■ Raw records ■
--- Start ---

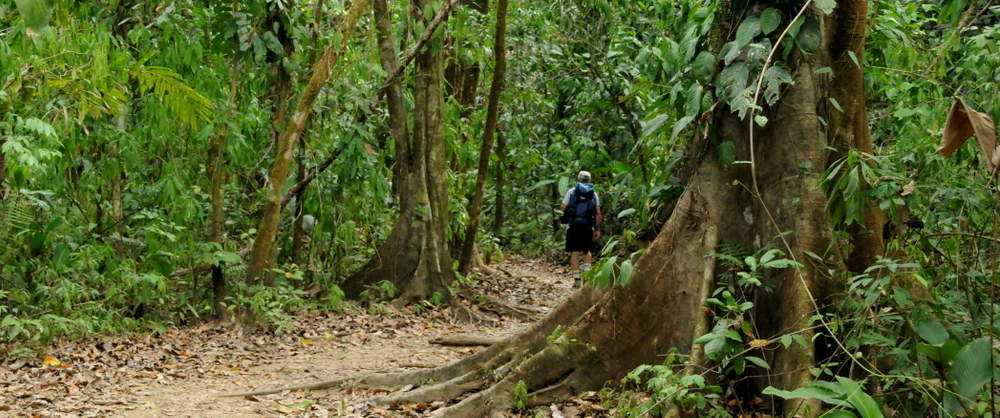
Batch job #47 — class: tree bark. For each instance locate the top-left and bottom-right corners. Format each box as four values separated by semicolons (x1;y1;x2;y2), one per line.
344;0;455;300
206;65;239;319
0;139;7;196
288;0;323;268
247;0;371;281
336;0;882;417
493;130;507;237
459;0;507;275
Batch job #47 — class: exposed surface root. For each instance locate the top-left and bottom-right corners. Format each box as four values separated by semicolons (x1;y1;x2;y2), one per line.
371;371;486;405
428;334;503;347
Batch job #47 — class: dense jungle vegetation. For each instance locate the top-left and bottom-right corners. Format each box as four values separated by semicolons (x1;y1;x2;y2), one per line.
0;0;1000;418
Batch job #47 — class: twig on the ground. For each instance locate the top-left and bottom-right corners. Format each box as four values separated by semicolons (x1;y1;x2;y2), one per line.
428;334;503;347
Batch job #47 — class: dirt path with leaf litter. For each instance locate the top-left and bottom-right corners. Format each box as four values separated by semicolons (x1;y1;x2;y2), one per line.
0;261;572;417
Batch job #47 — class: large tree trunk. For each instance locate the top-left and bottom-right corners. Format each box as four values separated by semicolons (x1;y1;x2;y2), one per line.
344;0;454;300
247;0;371;280
459;0;507;274
340;0;882;417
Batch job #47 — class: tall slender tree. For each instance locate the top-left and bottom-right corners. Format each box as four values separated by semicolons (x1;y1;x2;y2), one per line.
247;0;371;280
334;0;882;417
344;0;454;300
459;0;507;274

--- End ---

■ The request ■
Which lines run from the one containing "Batch job #47 — class: exposed" to the end of the entries above? Quote exactly those, and only those.

■ Solution for this problem ■
Batch job #47 — class: exposed surface root. For each instance locate the top-left and bottom-right corners. Format each box as four values separated by semicolons (x1;y1;x2;y2), one per line.
371;371;486;405
428;334;503;347
Batch job #47 — class: dense jungle vegetation. For each instance locate the top-left and bottom-right corners. Format each box as four values separated by semicolons (x1;y1;x2;y2), one per line.
0;0;1000;418
Batch job #47 — class: twig on the ground. For each instance locate the top-left and bottom-right corners. Format each box as four values separated by semicolons (x1;y1;x2;y2), one per line.
428;334;503;347
Batch job #47 — class: dirt path with leaf litter. For each instance locate the top-left and bottom-right corners. Format each box as four values separated by semicolons (x1;y1;x2;y2), one per line.
0;261;572;417
Batch job #47 — class: large tree trunk. For each instance locate the top-left and bottom-right corners. Format each box as four values separated by semicolons (x1;y1;x2;y2), one per line.
344;0;454;300
247;0;371;280
459;0;507;274
340;0;882;417
Batch job #47 — class: tall slender tree. For each instance locate the top-left and bottom-right corners. Format each box as four values separated by semicolons (x1;y1;x2;y2), one per line.
247;0;371;280
334;0;882;417
344;0;454;300
459;0;507;274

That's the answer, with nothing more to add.